Sua tarefa: Reproduza palavra por palavra a parte da matéria sobre os atritos no Ministério da Defesa compreendida entre "Os atritos entre" e "salarial dos militares.", inclusive.

Trecho fornecido:
#####
São Paulo, sexta-feira, 05 de novembro de 2004

Texto Anterior | Próximo Texto | Índice

Discussão sobre salários gerou atritos na pasta

ENVIADO ESPECIAL AO RIO

Os atritos entre o ministro José Viegas (Defesa) e os comandantes das Forças Armadas (Marinha, Exército e Aeronáutica) ganharam destaque em abril deste ano, com a discussão do reajuste salarial dos militares.
Na Defesa, porém, o início das discordâncias remonta ao primeiro semestre de 2003, quando a pasta contratou a FGV (Fundação Getúlio Vargas) para elaborar um projeto de "reengenharia de gestão das Forças Armadas". Hoje, ainda em fase de estudo, o projeto visa retirar dos comandos os processos de licitação para a compra de alimentos e uniformes.
À época, a atitude da pasta foi vista pelos militares como afronta às Forças Armadas, principalmente pelo fato de a coordenação do projeto estar sob a responsabilidade de Antônio Bogado, homem de confiança de Viegas. Assessores próximos a Viegas dizem que a presença de um civil no "comando" dos militares trouxe carga óbvia e natural de resistências.
#####
Trechos das linhas:

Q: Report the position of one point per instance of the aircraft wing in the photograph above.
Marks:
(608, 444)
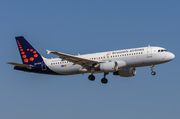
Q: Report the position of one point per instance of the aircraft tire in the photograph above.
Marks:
(91, 77)
(153, 73)
(104, 80)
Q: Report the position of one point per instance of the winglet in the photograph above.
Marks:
(48, 51)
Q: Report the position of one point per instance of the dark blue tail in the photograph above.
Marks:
(28, 54)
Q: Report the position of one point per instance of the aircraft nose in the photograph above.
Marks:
(171, 56)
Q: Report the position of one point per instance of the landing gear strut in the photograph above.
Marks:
(152, 69)
(91, 77)
(104, 80)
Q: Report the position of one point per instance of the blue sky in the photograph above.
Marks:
(86, 27)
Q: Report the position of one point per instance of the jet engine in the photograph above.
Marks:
(109, 66)
(126, 72)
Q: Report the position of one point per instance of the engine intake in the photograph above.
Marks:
(109, 66)
(126, 72)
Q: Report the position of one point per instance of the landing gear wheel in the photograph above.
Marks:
(152, 69)
(104, 80)
(91, 77)
(153, 73)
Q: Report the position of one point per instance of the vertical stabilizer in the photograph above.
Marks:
(28, 54)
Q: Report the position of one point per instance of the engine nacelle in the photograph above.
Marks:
(126, 72)
(109, 66)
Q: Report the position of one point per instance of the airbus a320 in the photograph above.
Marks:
(120, 62)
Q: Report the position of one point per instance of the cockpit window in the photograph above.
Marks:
(163, 50)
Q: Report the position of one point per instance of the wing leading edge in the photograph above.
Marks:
(86, 63)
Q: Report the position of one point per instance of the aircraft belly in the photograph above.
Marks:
(66, 69)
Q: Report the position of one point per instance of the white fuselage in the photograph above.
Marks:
(136, 57)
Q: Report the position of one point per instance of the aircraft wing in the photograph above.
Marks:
(75, 59)
(20, 65)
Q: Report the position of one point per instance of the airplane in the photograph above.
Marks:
(120, 62)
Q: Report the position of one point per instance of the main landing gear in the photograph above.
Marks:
(152, 69)
(91, 77)
(103, 80)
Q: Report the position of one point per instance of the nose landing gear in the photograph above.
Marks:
(104, 80)
(152, 69)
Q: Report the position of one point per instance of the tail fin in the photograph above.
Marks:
(28, 54)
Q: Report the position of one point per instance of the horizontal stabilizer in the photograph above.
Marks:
(20, 65)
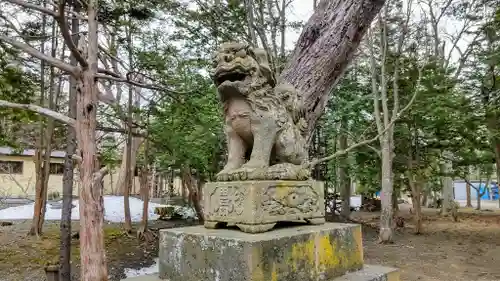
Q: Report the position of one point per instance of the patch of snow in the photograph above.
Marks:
(113, 210)
(129, 272)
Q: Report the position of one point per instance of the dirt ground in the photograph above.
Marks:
(22, 258)
(447, 251)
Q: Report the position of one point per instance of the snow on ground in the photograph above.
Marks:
(113, 210)
(129, 272)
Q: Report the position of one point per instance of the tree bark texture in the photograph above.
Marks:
(386, 216)
(469, 199)
(447, 182)
(344, 181)
(92, 249)
(92, 253)
(68, 174)
(324, 50)
(194, 196)
(121, 182)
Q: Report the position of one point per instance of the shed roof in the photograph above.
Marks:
(4, 150)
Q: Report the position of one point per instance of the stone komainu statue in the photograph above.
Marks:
(264, 122)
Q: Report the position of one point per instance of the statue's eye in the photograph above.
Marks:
(241, 53)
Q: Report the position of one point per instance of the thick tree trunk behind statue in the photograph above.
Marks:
(386, 216)
(344, 181)
(469, 199)
(447, 182)
(325, 48)
(92, 253)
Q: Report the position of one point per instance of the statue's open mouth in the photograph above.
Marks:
(232, 76)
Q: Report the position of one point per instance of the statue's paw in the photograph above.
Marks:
(223, 175)
(252, 165)
(240, 174)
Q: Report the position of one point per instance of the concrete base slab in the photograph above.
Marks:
(368, 273)
(306, 253)
(371, 273)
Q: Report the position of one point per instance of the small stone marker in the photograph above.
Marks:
(52, 272)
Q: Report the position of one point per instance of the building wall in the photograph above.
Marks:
(460, 190)
(23, 184)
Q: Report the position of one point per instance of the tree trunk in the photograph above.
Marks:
(325, 48)
(188, 184)
(469, 199)
(386, 216)
(425, 198)
(121, 181)
(478, 199)
(344, 182)
(92, 251)
(65, 248)
(39, 145)
(417, 207)
(143, 232)
(447, 181)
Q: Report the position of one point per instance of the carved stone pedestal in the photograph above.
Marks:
(256, 206)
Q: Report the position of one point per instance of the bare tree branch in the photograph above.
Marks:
(39, 55)
(368, 141)
(33, 7)
(40, 110)
(61, 20)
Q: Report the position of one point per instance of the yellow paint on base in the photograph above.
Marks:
(274, 273)
(393, 276)
(321, 253)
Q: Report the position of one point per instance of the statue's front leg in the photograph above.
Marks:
(236, 153)
(264, 132)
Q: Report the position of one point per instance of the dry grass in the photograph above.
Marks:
(447, 251)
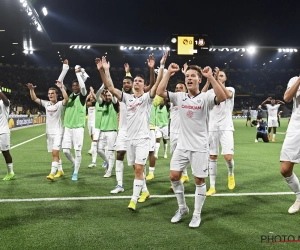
#####
Resposta à tarefa:
Os atritos entre o ministro José Viegas (Defesa) e os comandantes das Forças Armadas (Marinha, Exército e Aeronáutica) ganharam destaque em abril deste ano, com a discussão do reajuste salarial dos militares.